***** Task data *****

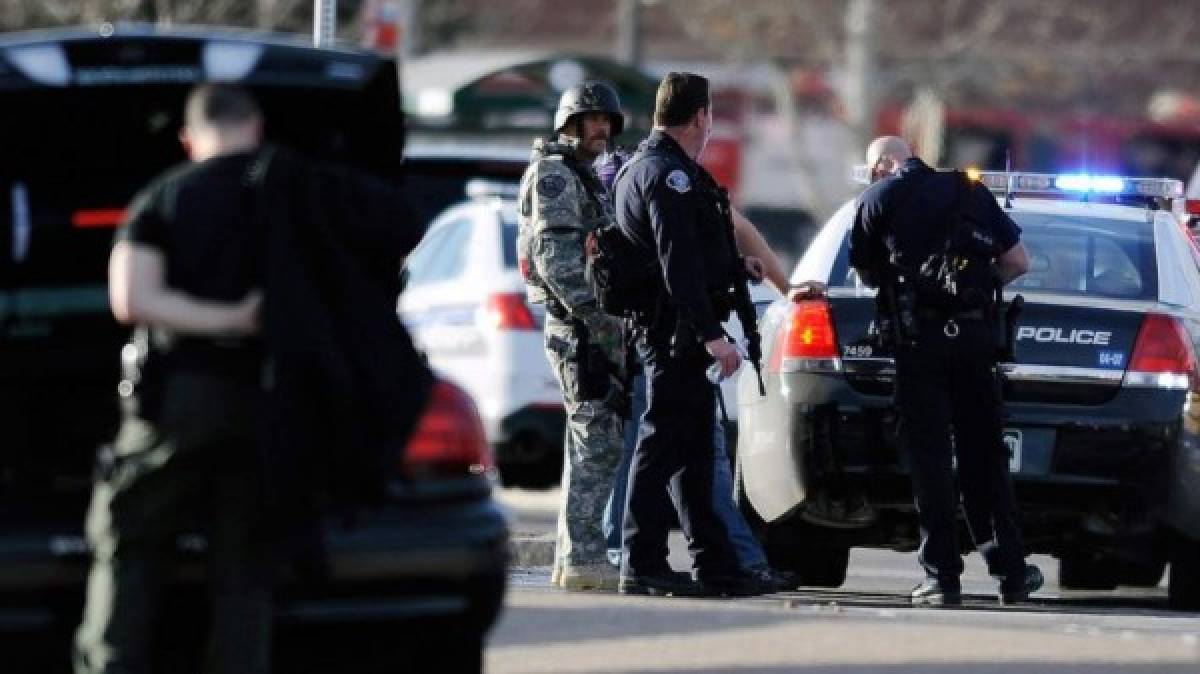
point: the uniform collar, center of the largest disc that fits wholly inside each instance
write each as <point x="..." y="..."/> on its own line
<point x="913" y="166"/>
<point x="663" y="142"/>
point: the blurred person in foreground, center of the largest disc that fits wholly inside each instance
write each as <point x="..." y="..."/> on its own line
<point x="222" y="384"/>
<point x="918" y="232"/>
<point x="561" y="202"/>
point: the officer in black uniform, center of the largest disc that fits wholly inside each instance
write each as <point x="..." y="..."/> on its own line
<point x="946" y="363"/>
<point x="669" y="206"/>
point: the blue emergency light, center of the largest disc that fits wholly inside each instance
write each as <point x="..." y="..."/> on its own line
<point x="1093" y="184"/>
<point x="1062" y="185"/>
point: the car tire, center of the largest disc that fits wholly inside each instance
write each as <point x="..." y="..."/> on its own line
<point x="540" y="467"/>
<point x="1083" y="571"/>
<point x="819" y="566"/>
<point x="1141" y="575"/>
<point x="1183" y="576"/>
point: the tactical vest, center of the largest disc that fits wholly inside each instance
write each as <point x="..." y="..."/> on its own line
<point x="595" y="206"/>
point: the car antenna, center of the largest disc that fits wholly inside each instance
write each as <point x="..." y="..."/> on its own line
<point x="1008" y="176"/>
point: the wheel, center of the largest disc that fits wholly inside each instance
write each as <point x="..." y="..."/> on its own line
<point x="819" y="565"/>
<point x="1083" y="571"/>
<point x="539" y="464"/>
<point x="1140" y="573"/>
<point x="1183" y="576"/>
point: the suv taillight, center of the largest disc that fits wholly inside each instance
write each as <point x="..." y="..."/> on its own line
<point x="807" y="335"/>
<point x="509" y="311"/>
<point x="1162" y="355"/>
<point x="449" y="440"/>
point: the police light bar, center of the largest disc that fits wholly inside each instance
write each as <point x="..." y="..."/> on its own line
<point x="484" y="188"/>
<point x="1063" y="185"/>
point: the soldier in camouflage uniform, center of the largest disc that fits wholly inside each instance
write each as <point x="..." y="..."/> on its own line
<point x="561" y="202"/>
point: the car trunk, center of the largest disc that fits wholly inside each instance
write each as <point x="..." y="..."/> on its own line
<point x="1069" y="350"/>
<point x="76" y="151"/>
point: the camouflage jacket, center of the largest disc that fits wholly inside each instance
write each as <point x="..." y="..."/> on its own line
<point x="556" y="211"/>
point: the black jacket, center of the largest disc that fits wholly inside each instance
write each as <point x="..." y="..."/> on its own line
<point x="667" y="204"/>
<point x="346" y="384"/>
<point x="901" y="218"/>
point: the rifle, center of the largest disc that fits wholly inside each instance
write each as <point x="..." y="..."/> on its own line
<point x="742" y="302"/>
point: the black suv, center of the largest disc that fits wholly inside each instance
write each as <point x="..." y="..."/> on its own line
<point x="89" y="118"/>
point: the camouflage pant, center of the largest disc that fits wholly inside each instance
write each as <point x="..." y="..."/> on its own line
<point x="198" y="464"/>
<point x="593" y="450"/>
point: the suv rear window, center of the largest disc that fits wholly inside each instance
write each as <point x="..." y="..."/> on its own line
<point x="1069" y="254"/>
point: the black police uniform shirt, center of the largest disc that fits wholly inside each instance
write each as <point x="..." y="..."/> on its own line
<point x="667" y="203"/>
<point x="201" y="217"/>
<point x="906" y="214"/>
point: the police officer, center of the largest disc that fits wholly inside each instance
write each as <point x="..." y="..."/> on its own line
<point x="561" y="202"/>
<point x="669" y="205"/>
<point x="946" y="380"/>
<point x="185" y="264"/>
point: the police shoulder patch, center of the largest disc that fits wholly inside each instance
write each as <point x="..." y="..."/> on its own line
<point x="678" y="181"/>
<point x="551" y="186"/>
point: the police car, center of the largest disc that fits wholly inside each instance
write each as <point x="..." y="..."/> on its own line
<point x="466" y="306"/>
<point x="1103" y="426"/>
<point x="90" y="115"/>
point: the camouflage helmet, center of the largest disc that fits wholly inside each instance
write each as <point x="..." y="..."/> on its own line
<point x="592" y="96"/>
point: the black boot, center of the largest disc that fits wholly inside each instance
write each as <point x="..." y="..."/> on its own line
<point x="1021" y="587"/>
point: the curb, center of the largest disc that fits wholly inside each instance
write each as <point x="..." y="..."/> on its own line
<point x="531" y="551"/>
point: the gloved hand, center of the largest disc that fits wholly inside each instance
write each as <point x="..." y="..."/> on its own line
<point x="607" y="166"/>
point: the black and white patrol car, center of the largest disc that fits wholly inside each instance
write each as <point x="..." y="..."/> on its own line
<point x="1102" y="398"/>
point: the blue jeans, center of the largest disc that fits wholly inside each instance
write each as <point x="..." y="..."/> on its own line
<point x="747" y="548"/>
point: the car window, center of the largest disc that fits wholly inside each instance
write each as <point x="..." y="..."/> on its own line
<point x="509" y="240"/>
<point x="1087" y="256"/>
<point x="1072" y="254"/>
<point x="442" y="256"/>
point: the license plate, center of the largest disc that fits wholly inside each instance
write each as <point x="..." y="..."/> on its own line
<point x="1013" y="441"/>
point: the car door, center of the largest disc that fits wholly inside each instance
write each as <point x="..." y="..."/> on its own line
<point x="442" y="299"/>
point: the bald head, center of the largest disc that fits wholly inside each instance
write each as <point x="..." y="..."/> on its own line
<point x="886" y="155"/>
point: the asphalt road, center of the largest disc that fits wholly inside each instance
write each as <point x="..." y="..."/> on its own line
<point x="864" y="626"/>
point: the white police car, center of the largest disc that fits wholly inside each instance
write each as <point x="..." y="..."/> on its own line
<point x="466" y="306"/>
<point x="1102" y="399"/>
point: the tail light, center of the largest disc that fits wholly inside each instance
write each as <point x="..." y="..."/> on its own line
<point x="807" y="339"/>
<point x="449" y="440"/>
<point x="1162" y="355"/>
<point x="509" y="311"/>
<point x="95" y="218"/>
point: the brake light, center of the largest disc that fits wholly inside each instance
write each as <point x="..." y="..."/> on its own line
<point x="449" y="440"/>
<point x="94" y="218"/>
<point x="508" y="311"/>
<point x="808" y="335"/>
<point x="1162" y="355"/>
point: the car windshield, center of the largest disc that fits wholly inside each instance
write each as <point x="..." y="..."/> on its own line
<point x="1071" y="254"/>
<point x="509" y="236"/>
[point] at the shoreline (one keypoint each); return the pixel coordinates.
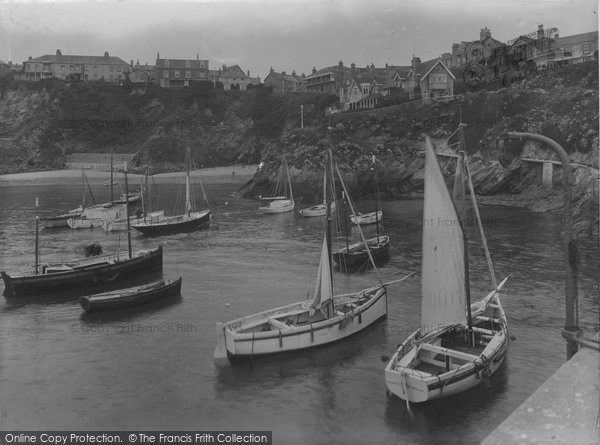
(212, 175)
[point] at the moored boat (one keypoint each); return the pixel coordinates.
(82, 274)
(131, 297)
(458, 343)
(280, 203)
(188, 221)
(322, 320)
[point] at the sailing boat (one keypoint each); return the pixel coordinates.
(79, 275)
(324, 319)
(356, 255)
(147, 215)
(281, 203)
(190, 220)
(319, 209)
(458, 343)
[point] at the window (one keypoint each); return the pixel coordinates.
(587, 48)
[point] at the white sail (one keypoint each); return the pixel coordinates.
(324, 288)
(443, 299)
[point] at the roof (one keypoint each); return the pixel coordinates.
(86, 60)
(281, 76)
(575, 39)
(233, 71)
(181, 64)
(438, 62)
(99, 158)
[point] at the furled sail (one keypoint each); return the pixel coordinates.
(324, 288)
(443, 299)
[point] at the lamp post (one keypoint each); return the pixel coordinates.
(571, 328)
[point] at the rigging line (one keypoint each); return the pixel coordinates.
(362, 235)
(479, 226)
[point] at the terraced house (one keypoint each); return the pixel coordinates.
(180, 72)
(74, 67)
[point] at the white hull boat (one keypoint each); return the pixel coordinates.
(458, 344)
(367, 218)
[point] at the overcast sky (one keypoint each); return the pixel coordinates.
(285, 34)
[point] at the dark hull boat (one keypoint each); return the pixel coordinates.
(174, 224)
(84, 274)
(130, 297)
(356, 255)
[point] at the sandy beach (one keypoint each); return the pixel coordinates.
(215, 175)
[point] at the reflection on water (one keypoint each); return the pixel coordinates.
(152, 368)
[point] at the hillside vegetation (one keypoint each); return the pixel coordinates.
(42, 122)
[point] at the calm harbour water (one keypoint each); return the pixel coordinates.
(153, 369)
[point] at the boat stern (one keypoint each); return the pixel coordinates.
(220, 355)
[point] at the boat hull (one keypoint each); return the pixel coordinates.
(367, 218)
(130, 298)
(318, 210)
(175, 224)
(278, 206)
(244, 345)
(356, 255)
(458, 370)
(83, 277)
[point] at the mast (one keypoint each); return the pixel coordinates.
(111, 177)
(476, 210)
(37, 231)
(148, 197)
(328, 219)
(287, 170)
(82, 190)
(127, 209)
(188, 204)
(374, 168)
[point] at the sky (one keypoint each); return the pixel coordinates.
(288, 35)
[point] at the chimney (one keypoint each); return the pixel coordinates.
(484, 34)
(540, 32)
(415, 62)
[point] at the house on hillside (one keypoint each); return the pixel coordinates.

*****

# [What is required]
Reproduce every line of the data, requests included, from the line containing "[point] at the mast" through the end of the data. Offset each x and y pixel coordinate in the answers by adding 12.

# [Answer for this exercise]
[point] at the mast (one keypoint each); return the pixel coordinates.
(123, 189)
(488, 222)
(49, 243)
(160, 209)
(340, 231)
(299, 182)
(94, 202)
(139, 221)
(200, 216)
(386, 180)
[point] at the sky (one keypoint each); return the pixel coordinates.
(300, 47)
[point] at the chimney (one keypoint each); return the pixel coordinates.
(496, 46)
(552, 44)
(427, 74)
[point] at the house on hillside (one keypoint each); return the pixel coordinates.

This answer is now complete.